WORK TO BE COMPLETED:
Your task is to restate exactly the lines from the one holding "Provide the mask of every instance of the stone" to the end of the entries below, inclusive.

******

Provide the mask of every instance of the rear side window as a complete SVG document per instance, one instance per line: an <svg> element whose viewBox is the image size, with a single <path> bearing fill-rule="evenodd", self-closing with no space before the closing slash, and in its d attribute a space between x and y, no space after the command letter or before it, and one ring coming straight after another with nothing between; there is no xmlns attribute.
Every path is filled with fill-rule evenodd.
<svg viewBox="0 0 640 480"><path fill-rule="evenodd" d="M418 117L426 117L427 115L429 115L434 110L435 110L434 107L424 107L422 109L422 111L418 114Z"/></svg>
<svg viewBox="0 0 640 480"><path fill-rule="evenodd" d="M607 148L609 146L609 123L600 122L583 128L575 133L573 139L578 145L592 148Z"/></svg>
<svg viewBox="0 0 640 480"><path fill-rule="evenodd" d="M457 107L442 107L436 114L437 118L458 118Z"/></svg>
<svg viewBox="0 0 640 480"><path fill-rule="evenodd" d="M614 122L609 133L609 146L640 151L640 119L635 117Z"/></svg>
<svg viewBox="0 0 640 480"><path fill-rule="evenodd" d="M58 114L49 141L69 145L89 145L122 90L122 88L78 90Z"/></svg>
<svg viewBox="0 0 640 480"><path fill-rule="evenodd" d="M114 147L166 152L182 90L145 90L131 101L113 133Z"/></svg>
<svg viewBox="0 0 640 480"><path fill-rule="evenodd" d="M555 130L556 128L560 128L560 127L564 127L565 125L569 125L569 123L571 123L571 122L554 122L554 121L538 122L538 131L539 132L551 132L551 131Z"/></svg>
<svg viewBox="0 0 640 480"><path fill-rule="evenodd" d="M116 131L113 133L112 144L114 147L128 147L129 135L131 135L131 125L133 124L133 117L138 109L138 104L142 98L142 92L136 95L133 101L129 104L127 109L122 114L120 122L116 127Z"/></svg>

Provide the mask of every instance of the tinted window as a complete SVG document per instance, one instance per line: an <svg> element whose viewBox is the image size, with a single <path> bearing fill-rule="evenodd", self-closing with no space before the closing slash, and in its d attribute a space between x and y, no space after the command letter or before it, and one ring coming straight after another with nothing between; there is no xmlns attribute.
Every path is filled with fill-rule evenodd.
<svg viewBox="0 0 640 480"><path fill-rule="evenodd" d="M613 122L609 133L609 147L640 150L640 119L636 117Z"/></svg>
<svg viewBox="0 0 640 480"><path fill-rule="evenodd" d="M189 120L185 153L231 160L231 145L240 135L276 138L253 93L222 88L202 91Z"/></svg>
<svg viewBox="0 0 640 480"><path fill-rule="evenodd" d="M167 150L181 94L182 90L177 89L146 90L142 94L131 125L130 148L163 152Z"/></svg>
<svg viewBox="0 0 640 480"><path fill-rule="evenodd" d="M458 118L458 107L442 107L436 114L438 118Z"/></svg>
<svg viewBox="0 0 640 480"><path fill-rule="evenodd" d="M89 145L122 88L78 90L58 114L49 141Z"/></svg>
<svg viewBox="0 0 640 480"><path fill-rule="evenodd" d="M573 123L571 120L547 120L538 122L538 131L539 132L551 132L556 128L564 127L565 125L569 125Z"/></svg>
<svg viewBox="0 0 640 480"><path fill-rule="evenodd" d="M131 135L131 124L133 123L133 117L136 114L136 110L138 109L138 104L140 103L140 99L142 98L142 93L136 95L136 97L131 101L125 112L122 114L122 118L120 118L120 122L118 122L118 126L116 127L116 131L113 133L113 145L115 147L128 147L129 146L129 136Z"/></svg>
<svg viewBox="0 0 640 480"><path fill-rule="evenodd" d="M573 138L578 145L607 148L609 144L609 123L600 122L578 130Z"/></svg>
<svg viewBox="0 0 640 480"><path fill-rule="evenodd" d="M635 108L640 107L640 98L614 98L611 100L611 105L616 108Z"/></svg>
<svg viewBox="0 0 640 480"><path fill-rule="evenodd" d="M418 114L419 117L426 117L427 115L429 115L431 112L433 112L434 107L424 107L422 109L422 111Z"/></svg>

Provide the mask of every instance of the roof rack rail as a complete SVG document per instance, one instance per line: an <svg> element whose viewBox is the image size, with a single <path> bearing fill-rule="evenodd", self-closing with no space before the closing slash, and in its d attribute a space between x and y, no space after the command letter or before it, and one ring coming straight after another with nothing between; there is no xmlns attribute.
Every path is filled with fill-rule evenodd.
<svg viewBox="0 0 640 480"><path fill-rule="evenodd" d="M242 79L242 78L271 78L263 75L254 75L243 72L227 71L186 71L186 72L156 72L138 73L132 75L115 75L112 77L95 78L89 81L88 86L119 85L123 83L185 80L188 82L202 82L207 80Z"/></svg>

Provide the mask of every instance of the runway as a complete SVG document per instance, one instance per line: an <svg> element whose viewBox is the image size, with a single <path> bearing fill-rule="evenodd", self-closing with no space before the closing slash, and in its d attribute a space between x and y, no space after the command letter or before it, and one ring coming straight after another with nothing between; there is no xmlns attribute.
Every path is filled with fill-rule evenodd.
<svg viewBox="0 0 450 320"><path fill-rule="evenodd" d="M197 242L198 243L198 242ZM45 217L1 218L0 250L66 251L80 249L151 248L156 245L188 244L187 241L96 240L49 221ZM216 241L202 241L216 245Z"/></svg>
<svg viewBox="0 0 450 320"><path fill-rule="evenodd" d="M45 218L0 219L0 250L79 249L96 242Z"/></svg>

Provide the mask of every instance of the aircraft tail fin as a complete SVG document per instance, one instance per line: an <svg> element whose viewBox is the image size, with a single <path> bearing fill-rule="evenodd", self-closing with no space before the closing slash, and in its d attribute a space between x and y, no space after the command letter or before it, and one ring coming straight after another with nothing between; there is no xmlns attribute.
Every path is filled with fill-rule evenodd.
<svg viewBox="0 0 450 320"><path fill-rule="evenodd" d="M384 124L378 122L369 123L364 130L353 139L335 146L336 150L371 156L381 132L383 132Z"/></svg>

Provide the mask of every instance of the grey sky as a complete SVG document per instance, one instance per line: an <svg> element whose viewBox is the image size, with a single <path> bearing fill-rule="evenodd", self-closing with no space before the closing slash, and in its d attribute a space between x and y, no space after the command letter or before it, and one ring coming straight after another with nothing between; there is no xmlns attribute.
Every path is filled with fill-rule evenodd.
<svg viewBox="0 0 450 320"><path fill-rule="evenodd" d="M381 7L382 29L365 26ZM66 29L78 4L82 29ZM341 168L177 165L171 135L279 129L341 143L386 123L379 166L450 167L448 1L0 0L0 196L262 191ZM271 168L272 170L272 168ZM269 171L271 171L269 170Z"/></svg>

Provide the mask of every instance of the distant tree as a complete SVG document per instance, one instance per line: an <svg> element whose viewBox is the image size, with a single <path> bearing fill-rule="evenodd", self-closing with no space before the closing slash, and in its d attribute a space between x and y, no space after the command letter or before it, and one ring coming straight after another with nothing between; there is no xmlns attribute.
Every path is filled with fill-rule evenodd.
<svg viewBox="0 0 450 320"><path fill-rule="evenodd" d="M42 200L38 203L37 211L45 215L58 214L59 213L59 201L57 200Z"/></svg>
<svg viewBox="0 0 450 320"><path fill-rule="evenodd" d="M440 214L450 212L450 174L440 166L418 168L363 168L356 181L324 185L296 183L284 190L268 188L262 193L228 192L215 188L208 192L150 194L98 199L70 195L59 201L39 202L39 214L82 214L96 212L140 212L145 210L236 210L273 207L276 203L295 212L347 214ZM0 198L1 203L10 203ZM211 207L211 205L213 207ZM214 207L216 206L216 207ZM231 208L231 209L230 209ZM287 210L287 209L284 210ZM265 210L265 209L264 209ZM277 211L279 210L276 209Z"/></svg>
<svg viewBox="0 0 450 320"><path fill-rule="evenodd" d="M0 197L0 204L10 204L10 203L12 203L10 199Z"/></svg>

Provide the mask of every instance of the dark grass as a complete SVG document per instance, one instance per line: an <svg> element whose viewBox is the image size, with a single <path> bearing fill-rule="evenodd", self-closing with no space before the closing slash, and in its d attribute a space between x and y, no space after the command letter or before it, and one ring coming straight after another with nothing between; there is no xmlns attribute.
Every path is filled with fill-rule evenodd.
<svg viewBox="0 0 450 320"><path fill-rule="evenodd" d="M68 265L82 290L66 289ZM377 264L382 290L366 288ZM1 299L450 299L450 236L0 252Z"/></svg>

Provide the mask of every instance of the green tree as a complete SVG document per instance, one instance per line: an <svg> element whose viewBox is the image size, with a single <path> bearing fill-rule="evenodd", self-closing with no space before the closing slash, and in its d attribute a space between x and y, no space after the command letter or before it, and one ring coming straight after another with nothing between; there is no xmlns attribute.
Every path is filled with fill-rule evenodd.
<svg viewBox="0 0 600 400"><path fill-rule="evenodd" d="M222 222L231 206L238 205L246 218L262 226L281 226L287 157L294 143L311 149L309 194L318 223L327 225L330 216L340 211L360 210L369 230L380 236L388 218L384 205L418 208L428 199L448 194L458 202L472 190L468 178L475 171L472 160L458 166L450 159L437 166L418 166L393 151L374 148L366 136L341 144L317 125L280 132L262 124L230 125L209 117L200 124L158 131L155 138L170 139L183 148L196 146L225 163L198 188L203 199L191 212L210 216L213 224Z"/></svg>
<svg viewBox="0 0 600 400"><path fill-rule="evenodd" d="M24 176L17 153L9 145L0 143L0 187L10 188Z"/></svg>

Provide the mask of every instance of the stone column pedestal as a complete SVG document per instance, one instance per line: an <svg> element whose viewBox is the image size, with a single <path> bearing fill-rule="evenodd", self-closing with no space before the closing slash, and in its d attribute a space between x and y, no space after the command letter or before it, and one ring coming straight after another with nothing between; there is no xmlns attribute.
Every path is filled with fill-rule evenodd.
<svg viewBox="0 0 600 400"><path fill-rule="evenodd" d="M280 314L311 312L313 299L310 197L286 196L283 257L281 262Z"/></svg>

******

EXERCISE SOLUTION:
Provide the mask of every instance of the stone column pedestal as a complete SVG document per instance, one instance per line: an <svg> element whose viewBox is the image size, with a single <path> bearing fill-rule="evenodd", self-closing with no space before the closing slash, and in its d attribute a space between x and y, no space after the command letter or before it, and one ring coming straight after another with nothing between; there is no xmlns attribute.
Every path is filled with fill-rule evenodd.
<svg viewBox="0 0 600 400"><path fill-rule="evenodd" d="M280 314L311 312L313 299L310 197L286 196L283 257L281 262Z"/></svg>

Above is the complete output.